# Textauszug:
2.2.2. Die Ordnungen und das Amt der Kirche(n)
Wilfried Joest erkennt auch in den Kirchen der Reformation die Notwendigkeit von Ordnungen an. Charakteristisch für deren Verständnis ist allerdings die Unterscheidung in iure humano, menschliche Gesetz, und iure divino, göttliches Gesetz. Göttliches Gesetz ist nach CA VII die Bindung der Kirche an "die Predigt des reinen Evangeliums"[20] und der "entsprechende Vollzug der Sakramente"[21]. Dies garantiert auch die Einheit der Kirche. Alle darüber hinaus für das Funktionieren von Kirche notwendigen Ordnungen sind von Menschen gemachte Gesetze, die deshalb auch von Menschen wieder geändert werden können. Deshalb können diese auch den jeweiligen Erfordernissen der Zeit angepaßt und entsprechend geändert werden. Dabei dürfen diese Ordnungen jedoch keinesfalls für göttliches Gesetz und damit heilsnotwendig erklärt werden.

# Aufgabenstellung:
Schreiben Sie aus dem Text über die Ordnungen der Kirche den Teil wörtlich ab, der mit den Worten „2.2.2. Die Ordnungen“ beginnt und mit „heilsnotwendig erklärt werden.“ endet.

# Gespeicherte Daten:
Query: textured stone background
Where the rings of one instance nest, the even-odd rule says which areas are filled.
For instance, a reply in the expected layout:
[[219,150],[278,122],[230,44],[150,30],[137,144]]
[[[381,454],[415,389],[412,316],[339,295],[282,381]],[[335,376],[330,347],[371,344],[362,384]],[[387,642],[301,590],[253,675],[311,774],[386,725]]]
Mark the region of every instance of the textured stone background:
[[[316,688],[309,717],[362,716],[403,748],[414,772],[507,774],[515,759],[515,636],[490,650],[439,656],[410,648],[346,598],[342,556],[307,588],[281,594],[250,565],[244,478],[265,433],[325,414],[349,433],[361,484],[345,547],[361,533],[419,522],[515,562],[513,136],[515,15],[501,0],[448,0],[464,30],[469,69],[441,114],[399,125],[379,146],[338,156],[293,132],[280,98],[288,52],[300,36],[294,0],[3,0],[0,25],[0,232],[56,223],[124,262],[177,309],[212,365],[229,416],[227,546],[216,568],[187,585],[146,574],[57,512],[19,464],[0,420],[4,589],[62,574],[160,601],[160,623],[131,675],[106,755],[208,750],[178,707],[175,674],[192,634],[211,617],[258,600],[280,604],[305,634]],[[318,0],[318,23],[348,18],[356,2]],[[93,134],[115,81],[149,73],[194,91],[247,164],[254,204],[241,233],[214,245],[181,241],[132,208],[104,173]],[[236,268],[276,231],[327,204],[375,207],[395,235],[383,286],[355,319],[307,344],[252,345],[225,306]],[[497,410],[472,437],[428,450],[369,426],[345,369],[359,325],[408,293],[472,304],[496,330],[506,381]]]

# Lösung:
2.2.2. Die Ordnungen und das Amt der Kirche(n)
Wilfried Joest erkennt auch in den Kirchen der Reformation die Notwendigkeit von Ordnungen an. Charakteristisch für deren Verständnis ist allerdings die Unterscheidung in iure humano, menschliche Gesetz, und iure divino, göttliches Gesetz. Göttliches Gesetz ist nach CA VII die Bindung der Kirche an "die Predigt des reinen Evangeliums"[20] und der "entsprechende Vollzug der Sakramente"[21]. Dies garantiert auch die Einheit der Kirche. Alle darüber hinaus für das Funktionieren von Kirche notwendigen Ordnungen sind von Menschen gemachte Gesetze, die deshalb auch von Menschen wieder geändert werden können. Deshalb können diese auch den jeweiligen Erfordernissen der Zeit angepaßt und entsprechend geändert werden. Dabei dürfen diese Ordnungen jedoch keinesfalls für göttliches Gesetz und damit heilsnotwendig erklärt werden.